PROBLEM REQUIREMENTS: Copy out all of these lines again, putting "sample layout" wherever "formatted sample" appears and changing nothing else.

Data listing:

+-------+

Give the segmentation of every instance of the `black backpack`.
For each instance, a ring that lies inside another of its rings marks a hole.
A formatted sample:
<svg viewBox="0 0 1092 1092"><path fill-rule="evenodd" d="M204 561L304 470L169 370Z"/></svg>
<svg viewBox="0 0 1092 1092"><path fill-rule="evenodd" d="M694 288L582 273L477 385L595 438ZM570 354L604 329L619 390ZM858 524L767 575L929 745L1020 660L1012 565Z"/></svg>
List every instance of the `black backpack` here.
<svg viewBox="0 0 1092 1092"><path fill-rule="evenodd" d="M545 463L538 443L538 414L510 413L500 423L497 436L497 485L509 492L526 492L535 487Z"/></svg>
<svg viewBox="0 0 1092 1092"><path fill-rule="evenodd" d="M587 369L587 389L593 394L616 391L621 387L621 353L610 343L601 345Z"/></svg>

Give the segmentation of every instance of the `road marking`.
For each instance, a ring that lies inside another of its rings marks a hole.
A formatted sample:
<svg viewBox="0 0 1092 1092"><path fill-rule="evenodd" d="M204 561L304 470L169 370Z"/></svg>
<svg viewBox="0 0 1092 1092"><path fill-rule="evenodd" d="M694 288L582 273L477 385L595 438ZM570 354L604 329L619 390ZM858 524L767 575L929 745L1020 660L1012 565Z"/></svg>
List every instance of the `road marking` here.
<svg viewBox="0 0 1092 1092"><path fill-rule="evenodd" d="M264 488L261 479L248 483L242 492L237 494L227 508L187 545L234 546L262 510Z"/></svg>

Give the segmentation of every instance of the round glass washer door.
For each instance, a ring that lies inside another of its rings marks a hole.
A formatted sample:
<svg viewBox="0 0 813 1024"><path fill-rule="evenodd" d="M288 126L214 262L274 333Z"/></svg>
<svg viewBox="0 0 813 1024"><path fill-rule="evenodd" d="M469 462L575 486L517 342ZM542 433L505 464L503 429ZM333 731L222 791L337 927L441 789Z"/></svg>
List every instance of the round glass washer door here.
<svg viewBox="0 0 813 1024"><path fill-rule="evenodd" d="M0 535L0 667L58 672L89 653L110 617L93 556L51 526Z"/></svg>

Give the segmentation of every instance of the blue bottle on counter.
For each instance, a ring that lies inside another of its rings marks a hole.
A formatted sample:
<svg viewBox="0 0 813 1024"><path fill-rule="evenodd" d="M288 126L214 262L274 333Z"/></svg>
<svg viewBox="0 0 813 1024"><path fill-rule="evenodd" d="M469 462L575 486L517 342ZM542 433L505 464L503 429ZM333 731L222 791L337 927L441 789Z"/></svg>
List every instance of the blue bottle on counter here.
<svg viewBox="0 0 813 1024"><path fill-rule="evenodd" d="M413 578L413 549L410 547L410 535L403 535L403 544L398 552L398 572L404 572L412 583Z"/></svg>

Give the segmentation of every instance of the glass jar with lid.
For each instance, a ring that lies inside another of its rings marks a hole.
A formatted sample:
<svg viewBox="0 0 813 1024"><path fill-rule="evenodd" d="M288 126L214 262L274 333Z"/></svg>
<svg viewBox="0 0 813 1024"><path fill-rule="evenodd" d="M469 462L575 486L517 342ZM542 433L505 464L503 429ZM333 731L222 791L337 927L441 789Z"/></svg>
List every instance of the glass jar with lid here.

+-------+

RESULT FOR THIS EXERCISE:
Give the segmentation of every instance of the `black backpack`.
For each instance, a ring that lies inside another of its rings marks a hole.
A sample layout:
<svg viewBox="0 0 1092 1092"><path fill-rule="evenodd" d="M204 561L304 470L169 370Z"/></svg>
<svg viewBox="0 0 1092 1092"><path fill-rule="evenodd" d="M694 288L582 273L477 385L595 438ZM570 354L604 329L619 390ZM858 524L767 575L929 745L1020 660L1012 565Z"/></svg>
List every instance of the `black backpack` here.
<svg viewBox="0 0 1092 1092"><path fill-rule="evenodd" d="M545 463L538 443L538 414L510 413L500 423L497 436L497 485L509 492L526 492L535 487Z"/></svg>
<svg viewBox="0 0 1092 1092"><path fill-rule="evenodd" d="M587 369L587 389L593 394L616 391L621 387L621 353L610 343L601 345Z"/></svg>

Give the segmentation of every instance of the `road marking`.
For each instance, a ring that lies inside another of its rings marks a hole.
A sample layout:
<svg viewBox="0 0 1092 1092"><path fill-rule="evenodd" d="M204 561L304 470L169 370Z"/></svg>
<svg viewBox="0 0 1092 1092"><path fill-rule="evenodd" d="M694 288L582 273L477 385L595 438ZM570 354L604 329L619 390ZM858 524L767 575L929 745L1020 660L1012 565Z"/></svg>
List every instance of the `road marking` here.
<svg viewBox="0 0 1092 1092"><path fill-rule="evenodd" d="M264 488L261 479L248 483L242 492L237 494L227 508L187 545L234 546L262 510Z"/></svg>

Give the segmentation of every instance of the round glass washer door.
For each instance, a ring that lies inside another of its rings marks a hole.
A sample layout:
<svg viewBox="0 0 813 1024"><path fill-rule="evenodd" d="M288 126L214 262L274 333Z"/></svg>
<svg viewBox="0 0 813 1024"><path fill-rule="evenodd" d="M469 462L575 486L517 342ZM542 433L505 464L503 429ZM333 731L222 791L337 927L441 789Z"/></svg>
List every instance of the round glass washer door here.
<svg viewBox="0 0 813 1024"><path fill-rule="evenodd" d="M0 535L0 667L58 672L89 653L110 617L93 556L51 526Z"/></svg>

Give the segmentation of every instance of the blue bottle on counter.
For each instance, a ring that lies inside another of its rings marks a hole.
A sample layout:
<svg viewBox="0 0 813 1024"><path fill-rule="evenodd" d="M288 126L214 262L274 333Z"/></svg>
<svg viewBox="0 0 813 1024"><path fill-rule="evenodd" d="M469 462L575 486L517 342ZM542 433L505 464L503 429ZM333 731L222 791L337 927L441 789Z"/></svg>
List every instance of the blue bottle on counter here.
<svg viewBox="0 0 813 1024"><path fill-rule="evenodd" d="M413 578L413 549L410 547L410 535L403 535L403 544L398 552L398 572L404 572L412 583Z"/></svg>

Give the segmentation of every instance of the glass jar with lid.
For each instance, a ring that lies inside another of its rings marks a hole.
A sample layout:
<svg viewBox="0 0 813 1024"><path fill-rule="evenodd" d="M288 126L214 262L274 333Z"/></svg>
<svg viewBox="0 0 813 1024"><path fill-rule="evenodd" d="M469 462L575 486L517 342ZM542 433L505 464L503 429ZM333 731L222 791L337 927L441 789Z"/></svg>
List every instance of the glass jar with lid here.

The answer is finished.